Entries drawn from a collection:
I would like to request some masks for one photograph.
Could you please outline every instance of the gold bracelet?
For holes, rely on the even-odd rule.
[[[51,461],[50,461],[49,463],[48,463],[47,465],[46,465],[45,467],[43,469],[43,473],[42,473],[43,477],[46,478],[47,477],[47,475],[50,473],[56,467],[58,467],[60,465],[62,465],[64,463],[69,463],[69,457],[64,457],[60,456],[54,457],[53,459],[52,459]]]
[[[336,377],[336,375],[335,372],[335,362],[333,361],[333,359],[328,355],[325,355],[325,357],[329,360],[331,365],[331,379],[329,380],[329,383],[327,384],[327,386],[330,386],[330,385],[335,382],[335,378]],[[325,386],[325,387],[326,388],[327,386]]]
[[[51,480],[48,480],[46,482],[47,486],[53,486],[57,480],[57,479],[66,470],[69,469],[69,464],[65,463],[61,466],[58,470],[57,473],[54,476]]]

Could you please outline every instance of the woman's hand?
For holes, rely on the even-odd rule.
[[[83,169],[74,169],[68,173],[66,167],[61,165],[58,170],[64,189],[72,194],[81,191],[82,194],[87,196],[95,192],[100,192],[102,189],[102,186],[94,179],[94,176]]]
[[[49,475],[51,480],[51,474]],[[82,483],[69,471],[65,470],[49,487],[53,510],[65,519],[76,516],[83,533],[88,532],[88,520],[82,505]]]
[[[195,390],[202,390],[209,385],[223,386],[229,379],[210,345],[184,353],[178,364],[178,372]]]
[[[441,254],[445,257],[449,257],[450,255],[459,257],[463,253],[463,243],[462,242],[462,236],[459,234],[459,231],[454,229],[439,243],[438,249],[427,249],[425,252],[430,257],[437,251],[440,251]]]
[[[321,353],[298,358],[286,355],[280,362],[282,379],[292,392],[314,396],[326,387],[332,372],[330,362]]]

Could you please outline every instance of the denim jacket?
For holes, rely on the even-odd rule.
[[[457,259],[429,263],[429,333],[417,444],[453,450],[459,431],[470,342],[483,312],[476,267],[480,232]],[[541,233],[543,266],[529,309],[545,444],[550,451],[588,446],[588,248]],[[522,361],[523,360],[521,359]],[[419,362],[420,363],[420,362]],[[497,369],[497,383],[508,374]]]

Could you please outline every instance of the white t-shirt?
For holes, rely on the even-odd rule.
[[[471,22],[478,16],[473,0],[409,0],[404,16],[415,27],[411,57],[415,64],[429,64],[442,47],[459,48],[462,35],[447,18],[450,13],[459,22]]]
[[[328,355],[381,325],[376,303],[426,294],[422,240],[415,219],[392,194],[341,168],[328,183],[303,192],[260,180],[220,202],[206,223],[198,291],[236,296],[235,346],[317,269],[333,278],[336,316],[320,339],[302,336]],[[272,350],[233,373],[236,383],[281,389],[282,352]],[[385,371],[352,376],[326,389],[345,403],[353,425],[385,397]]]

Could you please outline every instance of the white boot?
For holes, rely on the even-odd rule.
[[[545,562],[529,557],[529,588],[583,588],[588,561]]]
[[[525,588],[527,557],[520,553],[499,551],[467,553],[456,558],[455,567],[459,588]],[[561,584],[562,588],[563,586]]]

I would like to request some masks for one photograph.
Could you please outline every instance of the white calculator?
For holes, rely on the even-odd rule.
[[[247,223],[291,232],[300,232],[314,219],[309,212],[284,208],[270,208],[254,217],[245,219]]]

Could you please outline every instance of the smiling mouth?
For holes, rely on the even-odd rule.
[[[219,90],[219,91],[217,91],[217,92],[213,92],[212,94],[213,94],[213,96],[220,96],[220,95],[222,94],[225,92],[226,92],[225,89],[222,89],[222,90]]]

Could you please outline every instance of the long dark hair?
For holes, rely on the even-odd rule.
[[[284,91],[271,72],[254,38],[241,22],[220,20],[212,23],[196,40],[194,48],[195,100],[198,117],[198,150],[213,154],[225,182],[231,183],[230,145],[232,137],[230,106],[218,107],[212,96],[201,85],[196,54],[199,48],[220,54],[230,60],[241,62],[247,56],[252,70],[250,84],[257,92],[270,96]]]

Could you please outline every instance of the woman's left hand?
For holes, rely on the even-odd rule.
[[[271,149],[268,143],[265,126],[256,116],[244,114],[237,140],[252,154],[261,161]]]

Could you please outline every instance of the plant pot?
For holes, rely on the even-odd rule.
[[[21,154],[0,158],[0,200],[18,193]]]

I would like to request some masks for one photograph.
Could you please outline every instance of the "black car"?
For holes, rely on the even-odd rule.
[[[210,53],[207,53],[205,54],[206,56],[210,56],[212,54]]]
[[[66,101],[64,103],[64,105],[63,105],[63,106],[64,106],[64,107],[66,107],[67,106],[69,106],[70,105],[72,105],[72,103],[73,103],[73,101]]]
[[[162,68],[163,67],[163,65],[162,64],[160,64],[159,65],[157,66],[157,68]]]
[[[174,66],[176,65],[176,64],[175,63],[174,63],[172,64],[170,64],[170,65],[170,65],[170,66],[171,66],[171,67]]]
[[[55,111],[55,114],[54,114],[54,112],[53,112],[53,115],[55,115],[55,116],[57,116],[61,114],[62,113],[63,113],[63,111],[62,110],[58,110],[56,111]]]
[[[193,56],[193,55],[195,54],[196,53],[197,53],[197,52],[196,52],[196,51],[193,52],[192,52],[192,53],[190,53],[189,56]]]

Instructions to follow » Please turn all of the records above into a numbered list, leaving out the blank lines.

Exercise solution »
1. I would like to request some masks for one photograph.
2. Could you please outline every instance of the gold bracelet?
3. For holes, rely on the even-odd rule.
4. [[[51,461],[50,461],[49,463],[48,463],[47,465],[46,465],[45,467],[43,469],[43,473],[42,473],[43,477],[46,478],[47,477],[47,475],[50,473],[56,467],[58,467],[60,465],[62,465],[64,463],[69,463],[69,457],[64,457],[60,456],[54,457],[53,459],[52,459]]]
5. [[[336,377],[336,375],[335,372],[335,362],[333,361],[333,359],[328,355],[325,355],[325,357],[329,360],[331,365],[331,379],[329,380],[329,383],[327,384],[327,386],[330,386],[330,385],[335,382],[335,378]],[[325,386],[325,387],[326,388],[327,386]]]
6. [[[51,480],[48,480],[46,482],[47,486],[53,486],[57,480],[57,479],[66,470],[69,469],[69,464],[65,463],[61,466],[58,470],[57,473],[54,476]]]
7. Could you please outline every instance of the woman's hand?
8. For holes, rely on the even-odd rule.
9. [[[83,169],[74,169],[68,173],[66,167],[61,165],[58,170],[64,189],[72,194],[81,191],[82,194],[87,196],[95,192],[100,192],[102,189],[102,186],[94,179],[94,176]]]
10. [[[49,475],[51,480],[51,474]],[[82,483],[69,471],[65,470],[49,487],[53,510],[65,519],[76,516],[83,533],[88,532],[88,520],[82,505]]]
11. [[[195,390],[202,390],[209,385],[223,386],[229,379],[210,345],[184,353],[178,364],[178,372]]]
12. [[[441,254],[445,257],[449,257],[450,255],[459,257],[463,253],[463,243],[462,242],[462,236],[459,234],[459,231],[454,229],[439,243],[438,249],[427,249],[425,252],[430,257],[437,251],[440,251]]]
13. [[[321,353],[298,358],[286,355],[280,362],[282,379],[292,392],[314,396],[326,387],[332,372],[330,362]]]
14. Could you please outline every instance of the denim jacket?
15. For holes, rely on the even-odd rule.
16. [[[457,259],[429,263],[429,333],[417,444],[453,450],[459,431],[470,342],[483,312],[476,267],[480,232]],[[541,233],[543,266],[529,309],[545,444],[550,451],[588,446],[588,248]],[[522,361],[523,360],[521,359]],[[419,362],[420,363],[420,362]],[[497,369],[497,383],[508,374]]]
17. Could you please outline every instance of the white t-shirt?
18. For holes, rely on the even-odd rule.
19. [[[471,22],[478,16],[473,0],[409,0],[404,16],[415,27],[411,57],[415,64],[429,64],[442,47],[459,48],[462,35],[447,18],[450,13],[459,22]]]
20. [[[328,355],[381,325],[376,303],[426,294],[422,240],[415,219],[392,194],[341,168],[328,183],[303,192],[260,180],[220,202],[206,223],[198,291],[236,296],[235,346],[317,269],[333,278],[336,316],[320,339],[302,336]],[[272,350],[233,373],[236,383],[281,389],[282,352]],[[385,371],[352,376],[326,389],[345,403],[353,425],[385,397]]]
21. Could you please outline every instance of the white boot?
22. For holes, rely on the even-odd rule.
23. [[[545,562],[529,557],[529,588],[583,588],[588,561]]]
24. [[[525,588],[527,557],[520,553],[499,551],[467,553],[456,558],[455,567],[459,588]],[[561,584],[562,588],[563,586]]]
25. I would like to request some masks for one photograph.
26. Could you please outline every instance of the white calculator?
27. For holes, rely on the even-odd rule.
28. [[[247,223],[291,232],[300,232],[314,219],[309,212],[284,208],[270,208],[254,217],[245,219]]]
29. Could you please outline every instance of the smiling mouth?
30. For holes, rely on the even-odd rule.
31. [[[219,90],[219,91],[217,91],[217,92],[213,92],[212,94],[213,94],[213,96],[220,96],[220,95],[222,94],[225,92],[226,92],[225,89],[222,89],[222,90]]]
32. Could you please outline every instance of the long dark hair?
33. For holes, rely on the even-odd rule.
34. [[[284,91],[271,72],[254,38],[241,22],[220,20],[212,23],[196,40],[194,48],[195,100],[198,117],[198,150],[213,154],[225,182],[231,183],[230,145],[232,137],[230,106],[218,107],[212,96],[201,85],[196,54],[199,48],[220,54],[230,60],[241,62],[247,56],[252,70],[250,84],[257,92],[270,96]]]
35. Could you please outline every instance of the woman's left hand?
36. For holes, rely on the even-odd rule.
37. [[[271,149],[268,143],[265,126],[256,116],[244,114],[237,140],[252,154],[261,161]]]
38. Could you please outline every instance of the plant pot?
39. For holes, rely on the even-odd rule.
40. [[[21,154],[0,158],[0,200],[18,193]]]
41. I would like to request some masks for one photograph.
42. Could you please outline every instance of the "black car"?
43. For holes, rely on the even-odd rule.
44. [[[210,53],[207,53],[205,54],[206,56],[210,56],[212,54]]]
45. [[[66,101],[64,103],[64,105],[63,105],[63,106],[64,106],[64,107],[66,107],[67,106],[69,106],[70,105],[72,105],[72,103],[73,103],[73,101]]]
46. [[[162,68],[163,67],[163,65],[162,64],[160,64],[159,65],[157,66],[157,68]]]
47. [[[174,66],[176,65],[176,64],[175,63],[174,63],[172,64],[170,64],[170,65],[170,65],[170,66],[171,66],[171,67]]]
48. [[[55,111],[55,114],[54,114],[54,112],[53,112],[53,115],[55,115],[55,116],[57,116],[61,114],[62,113],[63,113],[63,111],[62,110],[58,110],[56,111]]]
49. [[[193,56],[193,55],[195,54],[196,53],[197,53],[197,52],[196,52],[196,51],[193,52],[192,52],[192,53],[190,53],[189,56]]]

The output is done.